▶ _Что требуется_
A - Определите, соответствуют ли источнику следующие утверждения: (i) Харун ибн Яхья посетил Рим около 886 года; (ii) Харун ибн Яхья объяснил значение титула «аль-Баб»; (iii) Хакани был персидским поэтом XII века. Для каждого утверждения ответьте «да» или «нет» и приведите точную цитату из источника, которая это подтверждает.
B - Перепишите без изменений фрагмент записей от строки, содержащей «slope? Mark that spot.», до конца записей. Обе границы включите.

▶ _Источник_
-*-*-
Институт папства едва ли мог ускользнуть от внимания мусульман, и многие мусульманские авторы комментируют странный феномен правителя Рима, своего рода царя-священника, которого они называют аль-Баб, папа. Ислам не имеет ни священства, ни церковной иерархии, и явление сложно организованной христианской церкви было трудно для понимания мусульман. Только в османские времена более близкое знакомство с иерархией восточной церкви сделало такие институты постижимыми. Первым, кто упоминает папу, является арабский военнопленный Харун ибн Яхья, посетивший Рим около 886 года. Он просто отмечает: «Рим — город, управляемый царём, которого называют аль-Баб, папа». Он не предлагает никакого объяснения этому титулу и, по-видимому, полагал, что это личное имя монарха. Рассказ о Риме, содержащийся в географическом словаре Якута, несколько полнее. «В настоящее время Рим находится в руках франков, и его царь зовётся царём Альмана. В нём живёт папа, которому франки повинуются и который занимает по отношению к ним положение имама. Если кто-либо из них ослушается его, они считают его мятежником и злодеем, заслуживающим изгнания, ссылки и смерти. Он налагает на них запреты в том, что касается их женщин, их омовений, их еды и их питья, и никто из них не может ему перечить».[225]
Некоторые вести об этом примечательном институте, по-видимому, достигли даже восточных частей исламского мира. Персидский поэт XIII века Хакани в сатирической оде говорит о Батрик-и Замане Баб-и Бутрус, патриархе времени, вратах (или папе) Петра.[226] Он, по-видимому, смешивает этот институт с патриархатом восточных церквей — распространённая ошибка у позднейших мусульманских авторов.
-*-*-
▶ _Перечень записей_
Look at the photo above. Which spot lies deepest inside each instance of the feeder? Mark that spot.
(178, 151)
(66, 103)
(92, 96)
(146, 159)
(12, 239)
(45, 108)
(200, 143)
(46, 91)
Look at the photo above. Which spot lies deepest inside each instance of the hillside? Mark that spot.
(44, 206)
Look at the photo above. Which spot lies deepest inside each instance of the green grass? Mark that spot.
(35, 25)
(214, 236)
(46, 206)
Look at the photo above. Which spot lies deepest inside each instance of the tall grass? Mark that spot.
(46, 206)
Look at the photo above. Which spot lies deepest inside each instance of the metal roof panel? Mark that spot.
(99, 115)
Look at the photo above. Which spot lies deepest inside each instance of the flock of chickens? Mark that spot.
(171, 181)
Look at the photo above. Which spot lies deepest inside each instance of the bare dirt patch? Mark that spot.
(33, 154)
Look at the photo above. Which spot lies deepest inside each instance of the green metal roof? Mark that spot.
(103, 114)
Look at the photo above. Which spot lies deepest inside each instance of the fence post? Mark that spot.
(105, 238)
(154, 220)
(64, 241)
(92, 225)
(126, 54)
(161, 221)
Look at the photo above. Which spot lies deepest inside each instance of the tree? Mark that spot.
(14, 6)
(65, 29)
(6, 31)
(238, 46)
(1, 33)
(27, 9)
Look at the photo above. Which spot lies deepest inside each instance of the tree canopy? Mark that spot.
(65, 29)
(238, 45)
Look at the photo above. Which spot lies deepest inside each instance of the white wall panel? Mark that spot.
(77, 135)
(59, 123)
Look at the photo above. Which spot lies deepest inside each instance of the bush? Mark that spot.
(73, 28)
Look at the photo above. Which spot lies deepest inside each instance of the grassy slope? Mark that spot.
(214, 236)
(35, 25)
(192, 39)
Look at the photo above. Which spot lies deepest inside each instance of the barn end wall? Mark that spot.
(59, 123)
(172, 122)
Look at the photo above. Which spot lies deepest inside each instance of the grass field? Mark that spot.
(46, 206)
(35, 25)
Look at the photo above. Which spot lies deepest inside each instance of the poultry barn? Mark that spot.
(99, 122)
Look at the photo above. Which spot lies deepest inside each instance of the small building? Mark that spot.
-*-*-
▶ _Решения задач_
A -
(i) Да: «посетивший Рим около 886 года».
(ii) Нет: «Он не предлагает никакого объяснения этому титулу».
(iii) Нет: «Персидский поэт XIII века Хакани».

B -
Look at the photo above. Which spot lies deepest inside each instance of the grassy slope? Mark that spot.
(214, 236)
(35, 25)
(192, 39)
Look at the photo above. Which spot lies deepest inside each instance of the barn end wall? Mark that spot.
(59, 123)
(172, 122)
Look at the photo above. Which spot lies deepest inside each instance of the grass field? Mark that spot.
(46, 206)
(35, 25)
Look at the photo above. Which spot lies deepest inside each instance of the poultry barn? Mark that spot.
(99, 122)
Look at the photo above. Which spot lies deepest inside each instance of the small building? Mark that spot.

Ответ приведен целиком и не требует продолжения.